▸ Set task
Reproduce only the lines of the listing from the line with "the green foliage?" up to and including the line with "[[[256,37],[255,7],[255,0],[9,0],[1,1],[0,26],[94,42]]]", substituting "please" for "kindly" and changing nothing else.

▸ Rows

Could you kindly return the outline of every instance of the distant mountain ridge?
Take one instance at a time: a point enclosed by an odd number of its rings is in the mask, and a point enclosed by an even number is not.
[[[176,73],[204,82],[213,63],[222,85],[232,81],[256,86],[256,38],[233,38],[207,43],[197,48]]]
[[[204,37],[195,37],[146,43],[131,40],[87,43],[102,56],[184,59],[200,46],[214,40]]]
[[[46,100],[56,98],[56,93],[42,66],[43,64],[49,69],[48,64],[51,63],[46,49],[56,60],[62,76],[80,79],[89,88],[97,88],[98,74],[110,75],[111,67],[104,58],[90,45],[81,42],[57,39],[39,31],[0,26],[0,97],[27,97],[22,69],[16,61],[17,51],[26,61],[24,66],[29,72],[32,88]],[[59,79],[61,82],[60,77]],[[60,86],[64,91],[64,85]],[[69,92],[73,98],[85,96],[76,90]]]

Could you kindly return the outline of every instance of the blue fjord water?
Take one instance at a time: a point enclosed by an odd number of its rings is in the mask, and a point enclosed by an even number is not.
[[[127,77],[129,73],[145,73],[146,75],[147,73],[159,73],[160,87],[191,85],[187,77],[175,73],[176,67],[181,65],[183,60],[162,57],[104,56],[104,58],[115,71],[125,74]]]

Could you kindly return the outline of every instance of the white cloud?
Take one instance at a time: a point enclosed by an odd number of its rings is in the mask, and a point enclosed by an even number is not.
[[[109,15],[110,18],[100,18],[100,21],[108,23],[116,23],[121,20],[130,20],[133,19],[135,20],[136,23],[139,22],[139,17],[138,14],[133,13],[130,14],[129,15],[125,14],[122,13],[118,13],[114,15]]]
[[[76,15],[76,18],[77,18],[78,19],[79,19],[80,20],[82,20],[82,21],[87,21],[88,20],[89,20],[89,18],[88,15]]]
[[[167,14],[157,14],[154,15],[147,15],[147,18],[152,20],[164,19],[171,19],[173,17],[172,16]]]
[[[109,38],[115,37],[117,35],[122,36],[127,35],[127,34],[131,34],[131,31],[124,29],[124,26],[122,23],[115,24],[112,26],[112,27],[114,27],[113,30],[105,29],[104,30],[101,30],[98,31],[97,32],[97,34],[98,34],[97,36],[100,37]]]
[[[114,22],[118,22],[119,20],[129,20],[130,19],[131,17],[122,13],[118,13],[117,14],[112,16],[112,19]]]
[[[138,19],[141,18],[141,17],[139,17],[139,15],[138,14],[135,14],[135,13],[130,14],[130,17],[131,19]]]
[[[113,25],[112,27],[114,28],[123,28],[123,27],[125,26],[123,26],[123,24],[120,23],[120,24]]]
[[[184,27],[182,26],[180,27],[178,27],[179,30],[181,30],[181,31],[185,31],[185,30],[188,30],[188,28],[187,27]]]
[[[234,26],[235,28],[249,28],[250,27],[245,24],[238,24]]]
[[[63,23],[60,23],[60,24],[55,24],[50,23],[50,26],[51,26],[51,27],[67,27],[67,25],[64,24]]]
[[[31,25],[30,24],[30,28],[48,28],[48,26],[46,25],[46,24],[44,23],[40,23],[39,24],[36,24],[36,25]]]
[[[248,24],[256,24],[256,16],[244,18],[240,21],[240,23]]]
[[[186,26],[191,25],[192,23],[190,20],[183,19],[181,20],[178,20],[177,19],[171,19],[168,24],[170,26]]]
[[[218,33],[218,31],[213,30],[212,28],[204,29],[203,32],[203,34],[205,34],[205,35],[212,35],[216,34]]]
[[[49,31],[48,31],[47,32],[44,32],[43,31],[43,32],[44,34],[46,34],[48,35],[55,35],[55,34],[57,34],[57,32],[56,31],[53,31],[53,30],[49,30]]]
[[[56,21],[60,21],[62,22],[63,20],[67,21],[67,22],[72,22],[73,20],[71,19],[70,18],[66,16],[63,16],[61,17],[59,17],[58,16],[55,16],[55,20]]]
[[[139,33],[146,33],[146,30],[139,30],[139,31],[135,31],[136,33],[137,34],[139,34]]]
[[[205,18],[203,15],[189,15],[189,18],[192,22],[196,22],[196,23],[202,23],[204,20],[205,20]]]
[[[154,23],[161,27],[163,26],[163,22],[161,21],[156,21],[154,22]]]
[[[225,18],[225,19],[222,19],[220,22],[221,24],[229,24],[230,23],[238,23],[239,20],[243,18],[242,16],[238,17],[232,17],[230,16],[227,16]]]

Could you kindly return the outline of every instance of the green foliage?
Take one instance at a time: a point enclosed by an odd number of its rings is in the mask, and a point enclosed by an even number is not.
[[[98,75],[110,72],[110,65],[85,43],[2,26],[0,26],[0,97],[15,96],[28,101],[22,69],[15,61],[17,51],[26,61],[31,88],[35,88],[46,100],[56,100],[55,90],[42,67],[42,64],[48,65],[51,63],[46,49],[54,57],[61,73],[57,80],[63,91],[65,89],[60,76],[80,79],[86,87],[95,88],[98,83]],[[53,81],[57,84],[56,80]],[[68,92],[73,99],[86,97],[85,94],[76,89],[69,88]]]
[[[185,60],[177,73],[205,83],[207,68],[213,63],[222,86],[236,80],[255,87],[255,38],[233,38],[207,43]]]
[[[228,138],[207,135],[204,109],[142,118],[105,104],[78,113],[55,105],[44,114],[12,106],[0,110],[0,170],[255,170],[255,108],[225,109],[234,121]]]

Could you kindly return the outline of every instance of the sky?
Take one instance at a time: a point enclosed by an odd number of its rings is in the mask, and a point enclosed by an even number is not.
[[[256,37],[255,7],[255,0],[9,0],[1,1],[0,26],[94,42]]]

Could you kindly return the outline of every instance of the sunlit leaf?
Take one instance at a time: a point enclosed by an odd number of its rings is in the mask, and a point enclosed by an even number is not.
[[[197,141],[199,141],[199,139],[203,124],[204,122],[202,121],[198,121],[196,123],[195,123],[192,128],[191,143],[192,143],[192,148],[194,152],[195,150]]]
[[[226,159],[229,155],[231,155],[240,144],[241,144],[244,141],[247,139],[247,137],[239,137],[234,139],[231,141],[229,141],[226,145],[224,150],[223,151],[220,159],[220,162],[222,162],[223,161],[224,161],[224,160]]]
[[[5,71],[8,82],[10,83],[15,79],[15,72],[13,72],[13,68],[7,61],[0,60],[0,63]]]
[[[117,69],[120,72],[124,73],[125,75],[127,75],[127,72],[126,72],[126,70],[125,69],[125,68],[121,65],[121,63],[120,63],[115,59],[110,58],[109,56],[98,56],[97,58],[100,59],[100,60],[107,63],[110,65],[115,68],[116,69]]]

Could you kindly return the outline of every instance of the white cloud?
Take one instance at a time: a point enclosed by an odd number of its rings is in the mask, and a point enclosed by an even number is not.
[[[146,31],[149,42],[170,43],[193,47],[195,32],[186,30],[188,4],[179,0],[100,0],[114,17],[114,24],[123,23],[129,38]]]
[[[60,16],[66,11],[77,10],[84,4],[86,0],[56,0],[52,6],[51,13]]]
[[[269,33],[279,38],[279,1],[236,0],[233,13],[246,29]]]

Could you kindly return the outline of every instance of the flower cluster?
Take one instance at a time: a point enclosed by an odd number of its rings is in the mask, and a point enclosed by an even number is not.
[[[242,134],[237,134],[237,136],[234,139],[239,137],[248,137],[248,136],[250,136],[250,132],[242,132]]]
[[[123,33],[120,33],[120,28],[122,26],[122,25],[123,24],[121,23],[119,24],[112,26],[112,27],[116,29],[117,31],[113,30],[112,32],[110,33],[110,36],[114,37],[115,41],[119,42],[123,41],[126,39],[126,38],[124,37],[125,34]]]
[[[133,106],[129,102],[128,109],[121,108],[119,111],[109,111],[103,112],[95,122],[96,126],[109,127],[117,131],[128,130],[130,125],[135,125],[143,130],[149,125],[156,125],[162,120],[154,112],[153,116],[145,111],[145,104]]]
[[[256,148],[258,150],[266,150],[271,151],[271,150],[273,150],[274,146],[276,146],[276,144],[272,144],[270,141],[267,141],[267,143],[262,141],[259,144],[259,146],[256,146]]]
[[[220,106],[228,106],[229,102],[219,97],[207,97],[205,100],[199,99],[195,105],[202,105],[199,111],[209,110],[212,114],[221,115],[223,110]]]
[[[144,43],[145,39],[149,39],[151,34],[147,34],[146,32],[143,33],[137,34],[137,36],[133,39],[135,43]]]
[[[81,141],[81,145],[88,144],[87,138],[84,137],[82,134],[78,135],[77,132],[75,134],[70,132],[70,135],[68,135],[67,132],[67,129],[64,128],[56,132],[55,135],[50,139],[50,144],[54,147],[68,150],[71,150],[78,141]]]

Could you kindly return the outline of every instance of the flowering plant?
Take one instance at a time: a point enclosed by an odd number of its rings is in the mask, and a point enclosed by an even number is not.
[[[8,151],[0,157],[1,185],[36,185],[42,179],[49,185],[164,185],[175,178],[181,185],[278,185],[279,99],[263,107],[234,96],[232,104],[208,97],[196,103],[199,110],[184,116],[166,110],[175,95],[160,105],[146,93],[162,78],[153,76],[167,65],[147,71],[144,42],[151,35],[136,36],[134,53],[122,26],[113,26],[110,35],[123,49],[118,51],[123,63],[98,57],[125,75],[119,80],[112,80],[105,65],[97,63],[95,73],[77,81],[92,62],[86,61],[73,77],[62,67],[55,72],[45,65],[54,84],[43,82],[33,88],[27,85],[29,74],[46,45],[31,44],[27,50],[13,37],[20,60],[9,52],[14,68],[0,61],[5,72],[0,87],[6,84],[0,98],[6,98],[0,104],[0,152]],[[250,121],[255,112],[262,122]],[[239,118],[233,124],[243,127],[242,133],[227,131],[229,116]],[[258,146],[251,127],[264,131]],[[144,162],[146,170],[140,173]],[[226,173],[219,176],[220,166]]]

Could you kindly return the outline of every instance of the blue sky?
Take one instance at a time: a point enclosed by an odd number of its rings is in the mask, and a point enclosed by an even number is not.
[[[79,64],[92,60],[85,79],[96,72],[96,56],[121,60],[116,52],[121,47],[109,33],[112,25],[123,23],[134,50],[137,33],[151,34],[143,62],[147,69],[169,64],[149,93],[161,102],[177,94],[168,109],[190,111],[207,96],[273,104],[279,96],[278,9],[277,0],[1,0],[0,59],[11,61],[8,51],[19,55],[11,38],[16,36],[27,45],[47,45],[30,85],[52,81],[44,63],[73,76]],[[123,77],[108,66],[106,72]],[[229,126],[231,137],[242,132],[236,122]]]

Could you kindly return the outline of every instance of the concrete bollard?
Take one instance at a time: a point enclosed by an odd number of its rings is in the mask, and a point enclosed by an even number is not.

▸ Completed task
Could you please return the outline of every instance of the green foliage?
Take one instance at a time: a point enclosed by an odd number of its rings is in the mask, and a point enclosed by an even number is not.
[[[98,75],[110,72],[110,65],[85,43],[2,26],[0,26],[0,97],[15,96],[28,101],[22,69],[15,61],[17,51],[26,61],[31,88],[35,88],[46,100],[56,100],[55,90],[42,67],[42,64],[48,65],[51,63],[46,49],[54,57],[61,73],[57,80],[63,91],[65,89],[60,76],[80,79],[86,87],[95,88],[98,83]],[[53,81],[57,84],[56,80]],[[68,92],[73,99],[86,97],[85,94],[76,89],[69,88]]]
[[[185,60],[177,73],[205,83],[207,68],[213,63],[222,86],[236,80],[255,87],[255,38],[233,38],[207,43]]]
[[[228,138],[207,135],[204,109],[142,118],[105,104],[78,113],[55,105],[44,114],[12,106],[0,110],[0,170],[255,170],[255,108],[225,109],[234,121]]]

Could you please return the outline of every instance of the sky?
Take one instance at a time: a point enclosed by an odd number of its rings is in the mask, and a point enclosed by an even number is not.
[[[256,37],[255,7],[255,0],[9,0],[1,1],[0,26],[94,42]]]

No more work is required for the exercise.